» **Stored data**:
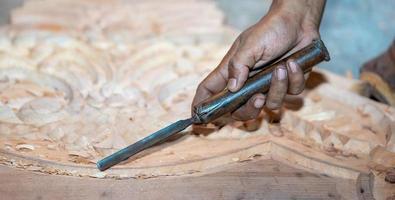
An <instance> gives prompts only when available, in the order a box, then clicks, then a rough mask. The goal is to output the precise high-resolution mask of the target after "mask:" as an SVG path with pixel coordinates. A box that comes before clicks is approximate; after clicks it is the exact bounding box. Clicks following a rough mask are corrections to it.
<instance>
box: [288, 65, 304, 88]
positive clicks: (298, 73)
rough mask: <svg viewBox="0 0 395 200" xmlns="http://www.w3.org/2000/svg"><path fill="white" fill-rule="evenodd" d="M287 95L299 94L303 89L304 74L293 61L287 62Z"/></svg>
mask: <svg viewBox="0 0 395 200" xmlns="http://www.w3.org/2000/svg"><path fill="white" fill-rule="evenodd" d="M287 73H288V93H289V94H295V95H296V94H300V93H301V92H302V91H303V89H304V81H305V79H304V74H303V71H302V69H301V68H300V67H299V65H298V64H297V63H296V62H295V61H294V60H289V61H288V62H287Z"/></svg>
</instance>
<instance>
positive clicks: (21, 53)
mask: <svg viewBox="0 0 395 200" xmlns="http://www.w3.org/2000/svg"><path fill="white" fill-rule="evenodd" d="M175 2H177V1H176V0H165V1H151V0H149V1H130V2H125V1H116V0H114V1H111V2H110V3H109V2H102V1H87V0H84V1H79V0H78V1H77V0H71V1H66V0H58V1H54V0H44V1H29V2H27V3H26V4H25V5H24V6H23V7H22V8H20V9H17V10H16V11H15V12H14V13H13V16H12V24H11V25H9V26H6V27H4V28H3V29H2V31H1V32H0V86H1V87H0V100H1V102H0V103H1V104H0V106H1V109H0V121H1V123H0V164H2V165H6V166H9V167H12V169H9V170H11V171H12V172H14V171H16V170H15V169H16V168H17V169H23V170H24V171H23V172H21V173H20V175H21V176H22V177H23V176H26V177H29V176H32V177H34V178H37V180H40V179H43V181H44V180H57V179H59V180H65V182H66V183H67V182H68V181H70V184H73V183H74V184H76V185H78V186H80V187H84V188H87V190H89V191H95V190H96V191H98V190H100V189H99V188H100V187H101V188H104V187H105V184H107V183H108V184H110V185H111V184H114V185H117V184H119V183H123V181H115V180H113V179H127V178H130V177H133V178H138V179H148V180H139V181H138V182H137V180H136V182H135V181H132V180H133V179H129V180H125V183H129V182H128V181H131V182H130V184H136V185H137V186H136V188H137V189H141V190H145V191H149V192H150V191H151V190H152V189H153V188H155V187H158V188H159V189H160V190H165V191H166V192H167V191H170V190H173V191H176V189H177V190H185V191H186V190H193V186H189V185H188V186H184V187H182V186H180V185H181V184H180V182H181V183H183V181H186V180H188V181H191V182H194V181H197V183H199V184H202V185H206V184H208V185H210V184H219V187H217V188H221V186H224V185H227V184H229V185H230V186H226V187H225V189H223V188H222V190H223V192H224V191H225V192H226V193H227V192H231V191H230V190H229V191H228V189H229V188H230V189H231V190H234V189H235V188H237V187H239V186H240V184H241V185H242V183H243V181H241V183H240V184H235V183H234V181H235V180H239V178H240V177H242V176H243V175H242V173H243V172H242V171H243V170H245V171H247V172H248V169H249V168H248V167H245V168H241V170H240V171H237V173H235V174H236V175H235V176H237V177H232V178H229V179H227V178H225V180H222V177H223V176H225V177H226V176H227V173H228V171H227V170H228V167H229V166H237V165H238V164H240V162H245V161H250V160H254V159H255V158H256V157H260V158H261V159H264V160H270V159H271V160H275V161H268V162H269V163H273V162H274V163H276V162H277V161H279V162H281V163H283V164H281V165H284V164H287V165H290V166H293V167H294V168H297V169H298V170H303V171H304V172H303V173H307V172H308V173H309V174H310V175H311V174H313V173H316V174H317V173H318V174H325V175H328V176H330V177H333V178H331V179H330V180H329V182H331V183H334V185H335V186H334V187H335V188H336V192H339V193H338V194H336V195H333V194H332V193H331V194H326V193H325V192H324V194H321V193H319V192H318V191H321V189H319V188H315V186H316V185H317V184H318V183H317V182H315V181H317V180H313V181H312V182H309V180H302V179H303V178H302V177H300V179H299V178H298V179H293V178H291V181H295V182H294V183H292V184H293V185H292V187H293V186H294V185H296V183H297V182H299V181H302V183H300V184H307V185H308V187H312V188H315V189H312V190H311V191H310V190H308V189H307V190H304V188H298V187H296V188H297V189H298V191H296V190H295V191H294V190H293V188H291V192H290V193H292V194H295V195H296V196H298V195H299V196H302V197H303V195H306V197H317V198H318V197H322V198H324V199H325V198H329V199H331V198H332V199H339V198H340V196H339V195H341V196H342V197H343V198H344V199H356V198H359V199H371V198H372V196H375V197H376V196H377V197H380V198H381V197H383V198H384V197H387V196H389V195H391V194H393V187H392V186H389V185H388V184H387V183H385V182H384V181H383V180H384V178H383V177H382V175H383V174H384V173H385V172H387V171H389V170H390V168H391V167H393V164H394V160H393V158H392V157H393V155H394V153H395V125H394V124H395V109H394V108H393V107H389V106H385V105H383V104H379V103H377V102H374V101H372V100H370V99H368V98H365V97H362V96H360V94H365V92H366V87H365V86H366V85H365V83H364V82H361V81H357V80H350V79H346V78H343V77H340V76H337V75H334V74H331V73H329V72H326V71H320V70H317V71H315V72H313V73H311V76H310V80H309V81H307V89H306V90H305V91H304V93H303V94H302V95H299V96H294V97H289V98H287V102H286V105H285V106H284V108H283V109H282V111H281V113H280V114H276V113H272V112H269V111H268V112H265V113H262V115H261V117H260V118H259V119H258V120H256V121H250V122H245V123H244V122H236V121H232V120H228V121H227V124H226V126H224V127H216V126H214V125H209V127H206V128H202V127H200V128H201V130H204V131H205V132H208V131H210V132H211V133H204V134H203V133H202V132H200V131H199V130H198V129H195V130H194V133H195V134H196V135H195V134H191V133H192V129H188V130H186V131H185V132H183V133H181V134H180V135H179V136H177V137H175V138H173V139H172V140H170V141H169V142H166V143H164V144H161V145H158V146H156V147H154V148H151V149H149V150H147V151H145V152H142V153H141V154H139V155H137V156H135V157H133V158H131V159H128V160H127V161H125V162H123V163H121V164H120V165H119V166H116V167H114V168H112V169H110V170H108V171H106V172H99V171H98V170H97V169H96V167H95V165H94V164H95V162H96V161H97V160H98V159H100V158H102V157H103V156H106V155H108V154H110V153H112V152H114V151H116V150H118V149H120V148H122V147H125V146H126V145H128V144H130V143H133V142H136V141H137V140H139V139H141V138H142V137H144V136H147V135H148V134H150V133H151V132H153V131H156V130H157V129H159V128H162V127H163V126H165V125H166V124H168V123H171V122H174V121H175V120H178V119H180V118H187V117H189V115H190V113H189V111H190V103H191V101H192V97H193V95H194V90H195V88H196V86H197V84H198V83H199V81H200V80H201V79H202V78H203V77H204V76H205V75H207V73H209V72H210V71H211V70H212V67H214V66H215V65H216V64H218V62H219V61H220V59H221V58H222V57H223V55H224V54H225V52H226V50H227V49H228V48H229V45H230V41H231V40H229V38H232V36H233V34H234V33H235V32H236V31H234V30H228V27H227V26H226V25H224V24H223V23H222V16H223V15H222V13H221V12H220V11H219V10H218V9H216V7H215V5H214V4H213V2H210V1H197V0H189V1H187V2H184V1H180V2H179V4H178V3H175ZM181 2H182V3H181ZM59 8H61V9H59ZM66 8H68V9H66ZM200 11H204V12H200ZM135 13H140V15H136V14H135ZM173 13H175V14H174V15H172V14H173ZM110 14H111V15H110ZM196 15H198V16H199V18H196ZM75 17H79V18H81V20H80V21H78V22H76V21H75V20H73V19H74V18H75ZM197 19H198V20H197ZM142 22H144V23H142ZM186 24H187V25H188V26H186ZM190 27H191V28H190ZM214 27H215V28H214ZM197 30H199V31H198V32H197ZM180 35H182V37H181V36H180ZM199 133H200V134H199ZM262 162H266V161H262ZM248 163H249V162H246V166H247V164H248ZM249 164H251V163H249ZM252 166H254V164H252ZM4 169H8V168H4ZM263 169H265V166H263ZM287 170H289V171H293V170H296V169H292V170H291V169H289V168H287V167H285V172H286V173H287ZM298 170H296V171H298ZM213 171H215V172H213ZM258 171H259V170H258ZM18 172H19V171H18ZM32 172H42V173H45V174H49V175H51V176H44V175H40V176H36V175H32V174H31V173H32ZM7 173H8V172H7ZM57 175H63V176H57ZM65 176H73V177H83V178H81V179H75V178H72V177H65ZM184 176H185V177H184ZM216 176H218V177H219V178H218V179H217V178H216ZM270 176H272V177H276V176H277V175H276V174H275V173H274V174H271V175H270ZM311 176H313V175H311ZM166 177H171V178H170V179H168V178H166ZM47 178H48V179H47ZM93 178H100V180H99V181H98V182H97V183H96V181H97V180H96V179H93ZM150 178H155V179H150ZM102 179H109V180H102ZM318 179H319V180H322V177H319V178H318ZM22 180H23V179H22ZM151 180H152V181H151ZM274 180H275V181H276V180H277V178H274ZM338 180H339V181H340V180H341V181H340V182H338ZM344 180H347V181H350V182H349V183H351V184H350V185H352V186H351V189H350V187H348V186H344V185H342V184H343V181H344ZM74 181H75V182H74ZM171 181H175V183H174V184H175V185H173V186H169V188H167V187H166V186H167V185H168V184H169V183H171ZM177 181H180V182H177ZM245 181H250V183H251V184H250V185H253V184H257V185H259V184H262V183H265V184H266V183H267V181H266V180H265V178H264V180H261V181H262V182H254V178H253V177H250V176H248V177H247V178H246V179H245ZM303 181H306V182H305V183H303ZM332 181H334V182H332ZM60 182H61V183H60V185H58V186H57V187H60V186H61V185H62V184H63V182H62V181H60ZM228 182H229V183H228ZM10 183H15V182H12V181H10ZM18 183H20V182H18ZM4 184H5V185H7V184H8V181H7V182H5V183H4ZM48 184H49V183H47V185H48ZM91 184H93V185H94V186H95V184H98V187H93V188H91V186H90V185H91ZM100 184H102V185H100ZM151 184H152V185H151ZM314 184H315V185H314ZM202 185H199V187H200V189H199V190H196V192H197V193H203V192H202V191H203V190H208V191H210V189H209V187H206V186H204V187H203V186H202ZM250 185H248V187H246V186H244V187H243V188H244V189H245V190H246V191H248V194H251V195H252V196H248V195H247V196H246V197H251V198H253V197H255V196H254V194H256V191H258V189H259V188H258V187H254V186H250ZM307 185H306V187H307ZM318 185H319V184H318ZM14 186H15V185H14ZM342 186H344V188H343V187H342ZM7 187H10V188H11V189H12V190H13V191H15V189H14V188H12V187H11V186H9V185H7ZM26 187H27V188H33V189H34V188H35V187H37V189H38V188H39V186H36V185H31V184H30V183H27V185H26ZM250 187H252V188H253V189H251V190H250ZM278 187H279V190H277V191H276V192H273V195H274V196H275V195H277V196H275V197H278V196H281V195H283V194H282V193H281V192H278V191H284V190H287V188H288V187H289V185H287V184H284V182H279V183H278ZM303 187H305V186H303ZM338 187H340V188H338ZM119 188H121V189H122V188H123V189H125V188H124V187H121V186H119ZM136 188H132V189H134V190H133V191H132V193H130V195H136V194H140V193H136V191H135V190H136ZM191 188H192V189H191ZM214 188H215V187H214ZM33 189H32V190H33ZM75 189H76V188H73V189H72V192H71V193H72V194H73V192H74V191H75ZM126 189H127V188H126ZM247 189H248V190H247ZM346 189H347V190H353V192H355V193H347V191H346ZM354 189H355V190H354ZM331 190H332V189H331ZM33 191H34V190H33ZM361 191H363V192H361ZM61 192H62V193H59V194H51V195H54V196H55V197H56V198H57V197H58V196H57V195H59V196H60V194H61V195H64V196H66V197H68V196H67V195H68V194H70V191H68V190H67V189H64V190H62V191H61ZM99 193H100V192H99ZM99 193H97V192H96V193H94V192H92V194H85V195H87V197H89V198H95V197H97V196H90V195H98V194H99ZM175 193H176V192H170V193H163V192H158V193H154V194H152V196H150V195H151V194H150V193H147V194H145V195H148V196H146V197H151V198H155V197H158V196H162V195H173V194H175ZM208 193H210V192H208ZM269 193H270V192H269ZM310 193H311V194H310ZM6 194H7V195H14V194H13V193H12V194H8V193H6ZM23 194H25V193H23ZM32 194H34V193H32ZM37 194H38V193H37ZM39 194H40V195H42V193H39ZM104 194H106V193H104ZM180 194H182V196H176V197H180V198H182V197H185V196H184V195H187V194H188V193H180ZM220 194H221V193H216V192H215V191H214V192H213V193H210V194H209V197H214V198H222V197H221V196H219V195H220ZM117 195H123V194H122V193H121V190H118V191H117ZM210 195H211V196H210ZM265 195H266V194H265V193H263V194H261V193H259V194H258V195H257V197H266V196H265ZM320 195H323V196H320ZM325 195H326V196H325ZM348 195H350V196H348ZM104 196H105V195H104ZM70 197H77V198H79V197H80V196H70ZM81 197H83V196H81ZM117 197H118V196H117ZM142 197H145V196H144V195H143V196H142ZM197 197H198V196H196V198H197ZM225 197H227V196H225ZM232 197H233V196H232ZM287 197H288V196H287ZM291 197H293V196H292V195H291V196H289V198H291Z"/></svg>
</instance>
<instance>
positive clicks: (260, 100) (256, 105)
mask: <svg viewBox="0 0 395 200" xmlns="http://www.w3.org/2000/svg"><path fill="white" fill-rule="evenodd" d="M264 103H265V101H264V100H263V99H261V98H258V99H256V100H255V101H254V107H255V108H262V107H263V104H264Z"/></svg>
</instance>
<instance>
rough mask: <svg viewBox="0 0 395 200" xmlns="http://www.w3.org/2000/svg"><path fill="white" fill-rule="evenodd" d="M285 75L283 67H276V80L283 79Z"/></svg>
mask: <svg viewBox="0 0 395 200" xmlns="http://www.w3.org/2000/svg"><path fill="white" fill-rule="evenodd" d="M286 76H287V72H286V71H285V69H283V68H278V69H277V78H278V80H284V79H285V77H286Z"/></svg>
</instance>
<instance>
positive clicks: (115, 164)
mask: <svg viewBox="0 0 395 200" xmlns="http://www.w3.org/2000/svg"><path fill="white" fill-rule="evenodd" d="M191 124H192V119H191V118H190V119H185V120H179V121H177V122H175V123H173V124H171V125H169V126H167V127H165V128H163V129H161V130H159V131H156V132H155V133H153V134H151V135H149V136H147V137H145V138H143V139H141V140H139V141H138V142H136V143H134V144H132V145H130V146H128V147H125V148H123V149H121V150H119V151H117V152H115V153H114V154H112V155H109V156H107V157H105V158H103V159H102V160H100V161H99V162H97V164H96V165H97V168H99V170H100V171H104V170H106V169H108V168H110V167H112V166H114V165H116V164H118V163H120V162H122V161H124V160H126V159H128V158H129V157H130V156H133V155H135V154H137V153H139V152H140V151H142V150H144V149H146V148H149V147H151V146H153V145H155V144H157V143H159V142H163V141H165V140H166V139H168V138H169V137H170V136H172V135H174V134H176V133H178V132H181V131H182V130H184V129H186V128H187V127H188V126H190V125H191Z"/></svg>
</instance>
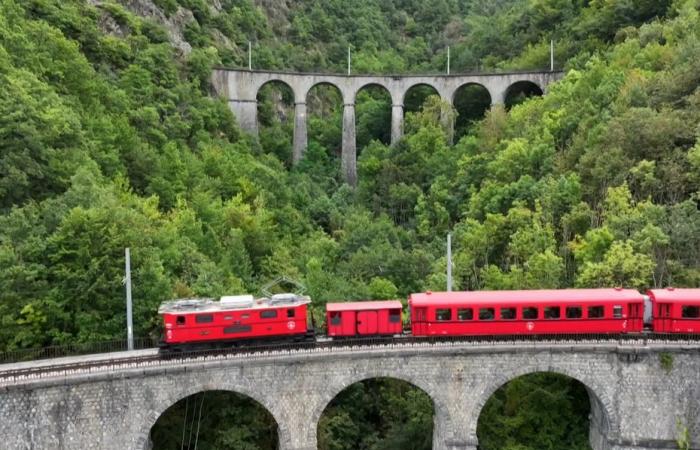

» **Your goal**:
Retype the lines of the Stored data from the beginning through the line that contains "positive clicks: (298, 73)", including that line. Leave the pictures out.

» **Response area**:
An <instance> gives prompts only when available, in the order a box, then clicks, then a rough mask. The goal is to output the precise high-resolution mask of the target after "mask:" as an SVG path with pixel coordinates. A box that comes before clicks is approximate; after clicks it is the exact bounding box. Clicks following a rough mask are corrections to it.
<instance>
box: [288, 65, 304, 88]
positive clicks: (298, 73)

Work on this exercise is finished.